WHAT YOU ARE ASKED TO DO: Please return every line in the following data that includes the string "driveway".

Records contained in a dataset:
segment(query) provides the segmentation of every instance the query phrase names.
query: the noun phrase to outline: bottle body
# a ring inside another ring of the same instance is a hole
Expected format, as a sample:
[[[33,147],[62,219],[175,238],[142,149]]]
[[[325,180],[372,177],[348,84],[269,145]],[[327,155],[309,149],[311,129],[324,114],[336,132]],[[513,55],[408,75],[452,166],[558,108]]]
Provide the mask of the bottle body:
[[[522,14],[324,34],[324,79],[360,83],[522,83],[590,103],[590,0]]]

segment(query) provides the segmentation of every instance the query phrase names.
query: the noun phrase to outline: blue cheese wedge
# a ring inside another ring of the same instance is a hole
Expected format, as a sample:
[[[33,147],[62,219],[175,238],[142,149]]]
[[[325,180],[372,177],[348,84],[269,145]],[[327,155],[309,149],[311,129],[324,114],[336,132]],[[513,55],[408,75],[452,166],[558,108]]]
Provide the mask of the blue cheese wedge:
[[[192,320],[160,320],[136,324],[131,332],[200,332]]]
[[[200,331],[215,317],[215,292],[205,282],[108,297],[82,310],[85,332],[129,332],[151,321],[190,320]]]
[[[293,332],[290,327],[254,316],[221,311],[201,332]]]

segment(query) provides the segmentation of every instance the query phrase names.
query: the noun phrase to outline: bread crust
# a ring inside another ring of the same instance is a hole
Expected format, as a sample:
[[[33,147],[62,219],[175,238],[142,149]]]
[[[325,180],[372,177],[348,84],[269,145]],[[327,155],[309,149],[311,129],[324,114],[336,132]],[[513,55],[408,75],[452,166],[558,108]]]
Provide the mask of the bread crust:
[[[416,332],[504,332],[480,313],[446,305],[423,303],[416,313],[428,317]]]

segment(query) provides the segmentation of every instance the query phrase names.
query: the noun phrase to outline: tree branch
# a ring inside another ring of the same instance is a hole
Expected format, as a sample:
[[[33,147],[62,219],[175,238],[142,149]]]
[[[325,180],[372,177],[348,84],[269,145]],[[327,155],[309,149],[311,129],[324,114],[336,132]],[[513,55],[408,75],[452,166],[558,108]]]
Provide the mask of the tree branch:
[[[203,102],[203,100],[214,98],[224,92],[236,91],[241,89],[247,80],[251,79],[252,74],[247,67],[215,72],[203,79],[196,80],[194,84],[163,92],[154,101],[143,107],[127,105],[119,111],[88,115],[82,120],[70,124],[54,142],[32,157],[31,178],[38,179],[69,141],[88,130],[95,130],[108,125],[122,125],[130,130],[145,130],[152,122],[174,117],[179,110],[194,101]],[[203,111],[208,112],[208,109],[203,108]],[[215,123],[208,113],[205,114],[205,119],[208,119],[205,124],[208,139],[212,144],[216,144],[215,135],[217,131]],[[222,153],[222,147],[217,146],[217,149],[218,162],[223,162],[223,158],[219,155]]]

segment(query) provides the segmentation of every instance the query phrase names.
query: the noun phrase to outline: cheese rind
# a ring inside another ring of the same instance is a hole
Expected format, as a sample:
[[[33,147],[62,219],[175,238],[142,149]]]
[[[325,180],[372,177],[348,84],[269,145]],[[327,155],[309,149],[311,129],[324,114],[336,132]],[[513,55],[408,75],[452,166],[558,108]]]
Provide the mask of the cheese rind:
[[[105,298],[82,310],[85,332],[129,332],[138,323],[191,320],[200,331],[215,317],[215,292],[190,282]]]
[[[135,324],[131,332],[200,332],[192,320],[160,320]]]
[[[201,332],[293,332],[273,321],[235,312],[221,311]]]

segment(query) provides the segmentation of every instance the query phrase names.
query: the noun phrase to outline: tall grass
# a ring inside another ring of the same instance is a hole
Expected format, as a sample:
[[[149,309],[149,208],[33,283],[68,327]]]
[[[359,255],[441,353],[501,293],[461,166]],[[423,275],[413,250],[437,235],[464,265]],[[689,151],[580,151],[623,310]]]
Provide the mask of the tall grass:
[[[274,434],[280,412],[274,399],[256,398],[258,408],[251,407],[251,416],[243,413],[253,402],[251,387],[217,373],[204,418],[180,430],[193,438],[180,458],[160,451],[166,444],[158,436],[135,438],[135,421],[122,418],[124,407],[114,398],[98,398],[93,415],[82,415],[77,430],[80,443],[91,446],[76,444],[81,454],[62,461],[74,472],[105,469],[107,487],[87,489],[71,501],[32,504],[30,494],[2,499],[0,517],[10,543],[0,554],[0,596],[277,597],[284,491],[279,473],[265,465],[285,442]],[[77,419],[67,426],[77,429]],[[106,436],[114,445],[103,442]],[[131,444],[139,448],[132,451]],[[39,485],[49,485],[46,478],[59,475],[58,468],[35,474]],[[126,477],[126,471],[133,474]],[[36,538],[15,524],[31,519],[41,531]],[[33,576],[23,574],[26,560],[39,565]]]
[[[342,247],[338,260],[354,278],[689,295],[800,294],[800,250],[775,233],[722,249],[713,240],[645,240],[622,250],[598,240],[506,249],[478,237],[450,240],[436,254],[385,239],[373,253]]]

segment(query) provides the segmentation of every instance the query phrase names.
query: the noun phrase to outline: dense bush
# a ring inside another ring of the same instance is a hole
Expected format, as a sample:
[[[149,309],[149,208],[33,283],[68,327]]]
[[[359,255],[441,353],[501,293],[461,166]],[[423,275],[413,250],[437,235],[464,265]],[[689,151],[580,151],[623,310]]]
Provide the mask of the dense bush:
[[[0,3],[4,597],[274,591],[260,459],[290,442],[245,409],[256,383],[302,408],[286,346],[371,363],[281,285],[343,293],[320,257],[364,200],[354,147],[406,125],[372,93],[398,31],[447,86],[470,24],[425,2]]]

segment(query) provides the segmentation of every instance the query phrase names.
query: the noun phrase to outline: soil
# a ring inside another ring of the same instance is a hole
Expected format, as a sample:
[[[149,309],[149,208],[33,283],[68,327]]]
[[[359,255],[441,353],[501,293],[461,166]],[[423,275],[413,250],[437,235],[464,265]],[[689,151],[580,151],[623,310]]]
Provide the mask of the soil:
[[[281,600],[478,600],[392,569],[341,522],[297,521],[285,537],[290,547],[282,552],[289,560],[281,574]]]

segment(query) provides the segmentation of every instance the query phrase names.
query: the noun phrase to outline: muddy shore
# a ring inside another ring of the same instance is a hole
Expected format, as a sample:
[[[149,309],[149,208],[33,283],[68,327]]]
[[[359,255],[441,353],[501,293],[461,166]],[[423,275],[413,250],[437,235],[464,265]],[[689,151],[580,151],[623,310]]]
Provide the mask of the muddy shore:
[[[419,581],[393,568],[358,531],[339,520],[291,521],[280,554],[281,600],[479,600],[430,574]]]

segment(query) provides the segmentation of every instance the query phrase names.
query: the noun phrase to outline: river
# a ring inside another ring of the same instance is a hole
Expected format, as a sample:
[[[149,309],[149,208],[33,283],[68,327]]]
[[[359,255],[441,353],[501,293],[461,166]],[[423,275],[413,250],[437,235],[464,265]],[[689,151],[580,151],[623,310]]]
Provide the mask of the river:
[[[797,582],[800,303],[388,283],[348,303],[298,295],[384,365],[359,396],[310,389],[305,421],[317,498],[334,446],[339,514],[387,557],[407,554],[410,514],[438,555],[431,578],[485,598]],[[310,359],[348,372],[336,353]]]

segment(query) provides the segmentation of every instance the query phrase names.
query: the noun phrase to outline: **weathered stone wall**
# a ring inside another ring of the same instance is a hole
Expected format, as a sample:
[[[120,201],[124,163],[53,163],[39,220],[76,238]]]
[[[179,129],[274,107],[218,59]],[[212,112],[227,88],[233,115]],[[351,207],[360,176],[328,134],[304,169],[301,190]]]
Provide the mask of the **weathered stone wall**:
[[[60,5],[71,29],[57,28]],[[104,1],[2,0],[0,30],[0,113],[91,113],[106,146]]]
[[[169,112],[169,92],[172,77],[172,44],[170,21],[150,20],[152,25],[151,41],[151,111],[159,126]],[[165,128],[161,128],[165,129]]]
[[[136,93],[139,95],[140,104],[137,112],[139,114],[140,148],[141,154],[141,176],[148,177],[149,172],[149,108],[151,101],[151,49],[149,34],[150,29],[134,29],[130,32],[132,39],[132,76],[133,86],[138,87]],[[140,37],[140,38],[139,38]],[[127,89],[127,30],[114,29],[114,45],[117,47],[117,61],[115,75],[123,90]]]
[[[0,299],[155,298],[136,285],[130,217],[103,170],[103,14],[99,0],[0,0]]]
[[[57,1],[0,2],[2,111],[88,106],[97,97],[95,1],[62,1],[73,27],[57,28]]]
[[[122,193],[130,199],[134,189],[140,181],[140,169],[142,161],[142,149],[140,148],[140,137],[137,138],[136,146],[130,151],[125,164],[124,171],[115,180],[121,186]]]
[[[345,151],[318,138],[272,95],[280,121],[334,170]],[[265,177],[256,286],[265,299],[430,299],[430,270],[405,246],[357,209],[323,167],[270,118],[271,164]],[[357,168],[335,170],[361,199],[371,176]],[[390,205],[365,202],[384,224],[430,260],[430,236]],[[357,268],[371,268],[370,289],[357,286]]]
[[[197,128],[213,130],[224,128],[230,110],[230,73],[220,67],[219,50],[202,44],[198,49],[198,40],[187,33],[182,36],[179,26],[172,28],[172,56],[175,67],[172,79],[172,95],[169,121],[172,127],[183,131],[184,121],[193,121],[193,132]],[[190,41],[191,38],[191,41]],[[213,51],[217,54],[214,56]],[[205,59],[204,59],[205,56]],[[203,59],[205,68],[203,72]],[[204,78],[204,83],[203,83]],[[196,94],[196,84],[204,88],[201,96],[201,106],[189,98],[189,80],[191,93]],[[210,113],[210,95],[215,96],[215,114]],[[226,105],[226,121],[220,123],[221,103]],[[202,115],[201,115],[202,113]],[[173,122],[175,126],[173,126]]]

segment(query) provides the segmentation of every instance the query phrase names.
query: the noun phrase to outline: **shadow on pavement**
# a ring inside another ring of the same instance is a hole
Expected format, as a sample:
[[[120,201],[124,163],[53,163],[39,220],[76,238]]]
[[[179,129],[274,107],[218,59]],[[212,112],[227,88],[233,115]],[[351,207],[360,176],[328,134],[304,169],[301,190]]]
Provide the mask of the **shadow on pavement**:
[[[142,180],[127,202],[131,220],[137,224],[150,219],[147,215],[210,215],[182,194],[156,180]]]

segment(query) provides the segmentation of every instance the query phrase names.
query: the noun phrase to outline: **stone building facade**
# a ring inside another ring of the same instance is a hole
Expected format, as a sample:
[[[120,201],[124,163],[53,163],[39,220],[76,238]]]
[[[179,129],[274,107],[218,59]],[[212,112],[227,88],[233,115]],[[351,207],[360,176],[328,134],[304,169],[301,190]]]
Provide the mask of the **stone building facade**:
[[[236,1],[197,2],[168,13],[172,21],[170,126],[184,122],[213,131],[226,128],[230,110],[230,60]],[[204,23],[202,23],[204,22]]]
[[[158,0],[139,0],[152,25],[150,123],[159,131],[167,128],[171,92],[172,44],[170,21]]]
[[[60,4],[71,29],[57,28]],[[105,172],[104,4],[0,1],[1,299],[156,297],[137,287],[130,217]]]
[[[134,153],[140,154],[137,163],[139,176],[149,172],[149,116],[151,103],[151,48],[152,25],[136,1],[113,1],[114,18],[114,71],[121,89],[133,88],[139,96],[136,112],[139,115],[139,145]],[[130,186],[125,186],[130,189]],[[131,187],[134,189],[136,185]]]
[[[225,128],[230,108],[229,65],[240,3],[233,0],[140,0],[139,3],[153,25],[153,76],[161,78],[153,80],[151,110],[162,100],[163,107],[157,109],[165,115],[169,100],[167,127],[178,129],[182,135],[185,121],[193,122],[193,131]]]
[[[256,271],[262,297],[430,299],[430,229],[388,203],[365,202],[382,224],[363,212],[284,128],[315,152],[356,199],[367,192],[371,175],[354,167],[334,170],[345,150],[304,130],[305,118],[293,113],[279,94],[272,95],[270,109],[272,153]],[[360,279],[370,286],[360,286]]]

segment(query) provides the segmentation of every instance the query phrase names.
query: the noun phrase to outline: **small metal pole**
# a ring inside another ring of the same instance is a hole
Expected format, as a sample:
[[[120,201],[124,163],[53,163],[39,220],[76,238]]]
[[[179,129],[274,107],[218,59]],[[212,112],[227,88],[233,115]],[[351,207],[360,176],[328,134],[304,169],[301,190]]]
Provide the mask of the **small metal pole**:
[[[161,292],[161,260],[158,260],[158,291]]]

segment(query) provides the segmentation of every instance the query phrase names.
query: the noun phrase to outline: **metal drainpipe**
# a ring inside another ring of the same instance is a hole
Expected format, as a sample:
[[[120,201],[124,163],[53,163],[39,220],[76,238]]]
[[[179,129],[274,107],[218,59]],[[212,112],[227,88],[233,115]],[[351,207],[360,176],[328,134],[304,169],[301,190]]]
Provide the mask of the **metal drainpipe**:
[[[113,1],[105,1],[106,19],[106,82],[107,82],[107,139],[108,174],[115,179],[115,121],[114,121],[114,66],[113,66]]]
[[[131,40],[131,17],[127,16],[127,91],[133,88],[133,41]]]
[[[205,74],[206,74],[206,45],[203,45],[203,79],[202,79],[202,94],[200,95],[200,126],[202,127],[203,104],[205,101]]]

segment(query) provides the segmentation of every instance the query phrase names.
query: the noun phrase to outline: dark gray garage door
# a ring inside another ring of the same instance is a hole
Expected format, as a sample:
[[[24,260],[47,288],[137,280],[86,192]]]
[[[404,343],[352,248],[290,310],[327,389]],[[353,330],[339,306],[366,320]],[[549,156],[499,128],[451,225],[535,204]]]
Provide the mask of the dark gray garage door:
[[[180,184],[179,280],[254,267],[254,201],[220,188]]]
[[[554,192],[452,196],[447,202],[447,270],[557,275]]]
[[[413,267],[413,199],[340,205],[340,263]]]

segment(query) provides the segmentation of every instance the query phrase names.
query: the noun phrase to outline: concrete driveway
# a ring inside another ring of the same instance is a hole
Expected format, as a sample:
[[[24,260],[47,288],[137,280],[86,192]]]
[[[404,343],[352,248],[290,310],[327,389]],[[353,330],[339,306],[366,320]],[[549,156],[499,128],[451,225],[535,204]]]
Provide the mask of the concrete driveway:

ANSWER TO THE PROBLEM:
query: the noun phrase to outline: concrete driveway
Provide the mask of the concrete driveway:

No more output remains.